• TASK A: In the Data items listing, output the lines starting at the line containing "of the gradient" and ending at the line containing "x=391, y=368" as a Markdown table with the columns Row and Line, leaving out blank lines.

--- Begin PAGE EXCERPT ---

State v. Criscuolo

Decision Date04 February 1970
Citation268 A.2d 374,159 Conn. 175
CourtConnecticut Supreme Court
PartiesSTATE of Connecticut v. Albert CRISCUOLO. STATE of Connecticut v. Genevieve CRISCUOLO.

R. David Broiles, New Haven, with whom, on the brief, were Ira B. Grudberg and Howard A. Jacobs, New Haven, for appellants (defendants) in each case.

Joseph D. Harbaugh, Special Asst. Chief Pros. Atty., for appellee (state) in each case.

Before KING, C.J., and ALCORN, HOUSE, COTTER and THIM, JJ.

THIM, Associate Justice.

This court granted the defendants' petition for certification for review of their cases which were decided adversely to them by the Appellate Division of the Circuit Court. See General Statutes § 51-265. The certification was limited to a review of certain claimed errors in the trial court's instructions to the jury.

The defendants, Albert and Genevieve Criscuolo, husband and wife, were tried together on separate informations. While the issues involved differ as to the second count in each information, both defendants were charged with policy playing in violation of § 53-298 of the General Statutes in the first count of each information and were convicted on those counts.

The defendants claim that the court erred in charging the jury on § 53-298 of the General Statutes. The record before us is deficient, however, in that the finding fails to disclose the exceptions taken to the charge as required both by this court's rules of practice and by those of the Appellate Division of the Circuit Court. Practice Book §§ 635, 999, 1023. Nevertheless, the Appellate Division, apparently on the basis of the transcript and the defendants' sixth assignment of error, considered the claims of error in the charge without mentioning the deficiency in the finding. Because we saw sufficient reason in this case to grant limited certification and since the parties have briefed and argued the issues, we have decided to consider the appeal. See O'Keefe v. Bassett, 132 Conn. 659, 660, 46 A.2d 847.

--- End PAGE EXCERPT ---

• TASK B: According to the court opinion, why did the court go ahead with the appeal even though the record was deficient? Answer in one to three sentences.

--- Begin DATA SUPPLIED ---

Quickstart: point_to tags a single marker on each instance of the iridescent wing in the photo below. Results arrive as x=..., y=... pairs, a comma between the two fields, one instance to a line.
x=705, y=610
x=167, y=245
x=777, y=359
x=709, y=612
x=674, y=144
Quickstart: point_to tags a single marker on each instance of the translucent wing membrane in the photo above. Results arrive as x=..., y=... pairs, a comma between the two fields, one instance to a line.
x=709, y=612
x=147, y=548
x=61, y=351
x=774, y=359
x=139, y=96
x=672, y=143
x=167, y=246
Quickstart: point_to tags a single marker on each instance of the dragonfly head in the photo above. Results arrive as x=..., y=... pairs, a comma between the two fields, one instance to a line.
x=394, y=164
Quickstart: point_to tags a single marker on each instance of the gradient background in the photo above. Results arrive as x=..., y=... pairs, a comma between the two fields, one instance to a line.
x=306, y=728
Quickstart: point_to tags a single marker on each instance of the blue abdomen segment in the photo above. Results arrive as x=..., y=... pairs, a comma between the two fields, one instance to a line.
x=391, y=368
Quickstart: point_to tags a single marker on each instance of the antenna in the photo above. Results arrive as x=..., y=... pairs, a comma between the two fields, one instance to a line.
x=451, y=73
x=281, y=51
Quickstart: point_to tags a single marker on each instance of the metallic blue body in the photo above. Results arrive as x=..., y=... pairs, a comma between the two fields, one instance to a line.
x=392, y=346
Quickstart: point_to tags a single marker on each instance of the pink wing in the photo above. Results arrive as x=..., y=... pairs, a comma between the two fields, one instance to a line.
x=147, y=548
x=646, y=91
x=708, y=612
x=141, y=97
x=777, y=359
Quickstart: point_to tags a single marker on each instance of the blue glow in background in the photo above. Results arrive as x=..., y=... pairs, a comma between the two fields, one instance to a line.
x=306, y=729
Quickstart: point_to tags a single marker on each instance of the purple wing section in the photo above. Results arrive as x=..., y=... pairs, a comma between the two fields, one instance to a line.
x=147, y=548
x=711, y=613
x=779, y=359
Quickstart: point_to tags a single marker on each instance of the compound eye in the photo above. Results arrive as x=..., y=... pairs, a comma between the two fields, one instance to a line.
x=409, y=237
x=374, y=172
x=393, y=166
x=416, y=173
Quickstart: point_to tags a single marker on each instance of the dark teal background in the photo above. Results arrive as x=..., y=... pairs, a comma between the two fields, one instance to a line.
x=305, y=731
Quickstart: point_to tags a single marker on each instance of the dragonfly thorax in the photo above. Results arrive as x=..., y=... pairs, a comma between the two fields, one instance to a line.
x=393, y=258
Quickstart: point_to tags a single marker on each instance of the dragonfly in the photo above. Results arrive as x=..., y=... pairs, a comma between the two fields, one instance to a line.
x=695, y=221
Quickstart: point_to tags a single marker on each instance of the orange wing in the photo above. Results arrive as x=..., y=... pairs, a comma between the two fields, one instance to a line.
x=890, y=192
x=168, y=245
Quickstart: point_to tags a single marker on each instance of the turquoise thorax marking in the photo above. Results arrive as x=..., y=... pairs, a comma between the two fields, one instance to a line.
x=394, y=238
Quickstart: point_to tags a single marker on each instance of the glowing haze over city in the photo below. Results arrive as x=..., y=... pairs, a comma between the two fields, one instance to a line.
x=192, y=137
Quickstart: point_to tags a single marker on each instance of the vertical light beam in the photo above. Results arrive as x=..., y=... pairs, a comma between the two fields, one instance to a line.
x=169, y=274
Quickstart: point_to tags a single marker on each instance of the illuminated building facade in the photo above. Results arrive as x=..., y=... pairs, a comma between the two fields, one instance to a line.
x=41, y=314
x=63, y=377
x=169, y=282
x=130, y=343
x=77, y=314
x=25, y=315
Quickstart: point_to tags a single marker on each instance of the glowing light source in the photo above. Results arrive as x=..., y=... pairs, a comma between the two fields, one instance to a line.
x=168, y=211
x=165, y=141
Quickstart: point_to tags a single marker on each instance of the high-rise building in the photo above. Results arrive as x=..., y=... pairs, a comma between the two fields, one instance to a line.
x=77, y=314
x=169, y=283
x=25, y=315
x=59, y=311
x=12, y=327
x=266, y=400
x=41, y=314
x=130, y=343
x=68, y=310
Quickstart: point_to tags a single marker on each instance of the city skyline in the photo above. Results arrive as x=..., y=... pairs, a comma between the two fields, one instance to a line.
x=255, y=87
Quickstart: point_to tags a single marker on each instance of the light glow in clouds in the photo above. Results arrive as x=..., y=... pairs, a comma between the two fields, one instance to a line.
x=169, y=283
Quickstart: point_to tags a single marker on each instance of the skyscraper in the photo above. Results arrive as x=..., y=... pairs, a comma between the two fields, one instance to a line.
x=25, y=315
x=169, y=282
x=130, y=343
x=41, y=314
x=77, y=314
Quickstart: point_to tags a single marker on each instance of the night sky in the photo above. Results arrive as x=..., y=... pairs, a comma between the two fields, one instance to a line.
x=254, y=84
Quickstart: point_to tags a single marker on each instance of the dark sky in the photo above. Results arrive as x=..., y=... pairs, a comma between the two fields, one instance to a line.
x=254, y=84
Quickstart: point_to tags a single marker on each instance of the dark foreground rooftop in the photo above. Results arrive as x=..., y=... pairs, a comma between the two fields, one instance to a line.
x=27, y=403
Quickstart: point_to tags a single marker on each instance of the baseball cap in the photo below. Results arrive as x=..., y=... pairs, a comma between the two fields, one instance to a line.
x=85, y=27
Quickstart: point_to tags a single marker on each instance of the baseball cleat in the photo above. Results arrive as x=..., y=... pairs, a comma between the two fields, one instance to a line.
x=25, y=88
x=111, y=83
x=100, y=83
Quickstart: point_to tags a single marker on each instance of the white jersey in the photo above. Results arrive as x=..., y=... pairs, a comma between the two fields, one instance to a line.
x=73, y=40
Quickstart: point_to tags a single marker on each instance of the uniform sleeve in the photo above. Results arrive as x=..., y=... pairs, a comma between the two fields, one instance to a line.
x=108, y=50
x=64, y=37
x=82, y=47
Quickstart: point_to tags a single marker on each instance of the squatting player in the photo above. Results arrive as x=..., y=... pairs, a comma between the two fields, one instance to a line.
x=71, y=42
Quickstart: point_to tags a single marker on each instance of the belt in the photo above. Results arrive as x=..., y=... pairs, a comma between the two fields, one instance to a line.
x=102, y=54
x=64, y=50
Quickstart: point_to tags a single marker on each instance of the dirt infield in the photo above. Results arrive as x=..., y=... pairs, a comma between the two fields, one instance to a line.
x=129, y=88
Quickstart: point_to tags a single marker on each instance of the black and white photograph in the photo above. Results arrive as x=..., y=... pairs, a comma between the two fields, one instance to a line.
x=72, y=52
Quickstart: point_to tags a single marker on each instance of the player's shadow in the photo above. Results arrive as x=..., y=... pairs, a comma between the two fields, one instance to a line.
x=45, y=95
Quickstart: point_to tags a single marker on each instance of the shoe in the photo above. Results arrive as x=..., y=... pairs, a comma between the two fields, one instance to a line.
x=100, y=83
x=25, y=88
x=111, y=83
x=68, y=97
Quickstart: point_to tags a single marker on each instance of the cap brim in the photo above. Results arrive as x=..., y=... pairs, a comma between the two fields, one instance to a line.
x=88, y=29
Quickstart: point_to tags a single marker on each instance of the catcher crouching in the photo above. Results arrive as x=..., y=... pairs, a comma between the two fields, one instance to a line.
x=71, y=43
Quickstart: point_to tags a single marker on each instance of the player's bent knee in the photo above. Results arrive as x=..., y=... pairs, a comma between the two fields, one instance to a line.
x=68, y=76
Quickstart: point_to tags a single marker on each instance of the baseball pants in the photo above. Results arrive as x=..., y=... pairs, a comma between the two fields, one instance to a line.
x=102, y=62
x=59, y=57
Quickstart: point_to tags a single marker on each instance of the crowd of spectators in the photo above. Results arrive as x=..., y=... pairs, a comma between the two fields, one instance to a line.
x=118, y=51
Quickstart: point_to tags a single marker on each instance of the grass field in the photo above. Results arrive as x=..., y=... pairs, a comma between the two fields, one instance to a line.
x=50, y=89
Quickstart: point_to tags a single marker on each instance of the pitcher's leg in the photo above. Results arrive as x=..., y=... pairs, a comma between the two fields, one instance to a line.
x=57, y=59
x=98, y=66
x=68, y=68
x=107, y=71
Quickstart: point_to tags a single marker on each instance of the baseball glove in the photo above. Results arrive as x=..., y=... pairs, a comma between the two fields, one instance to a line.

--- End DATA SUPPLIED ---

• FINAL ANSWER A:
| Row | Line |
|---|---|
| 1 | Quickstart: point_to tags a single marker on each instance of the gradient background in the photo above. Results arrive as x=..., y=... pairs, a comma between the two fields, one instance to a line. |
| 2 | x=306, y=728 |
| 3 | Quickstart: point_to tags a single marker on each instance of the blue abdomen segment in the photo above. Results arrive as x=..., y=... pairs, a comma between the two fields, one instance to a line. |
| 4 | x=391, y=368 |

• FINAL ANSWER B: The finding did not show the exceptions taken to the jury charge, as the rules of practice require. Even so, the court decided to hear the appeal because it had seen enough reason to grant limited certification and the parties had already briefed and argued the issues.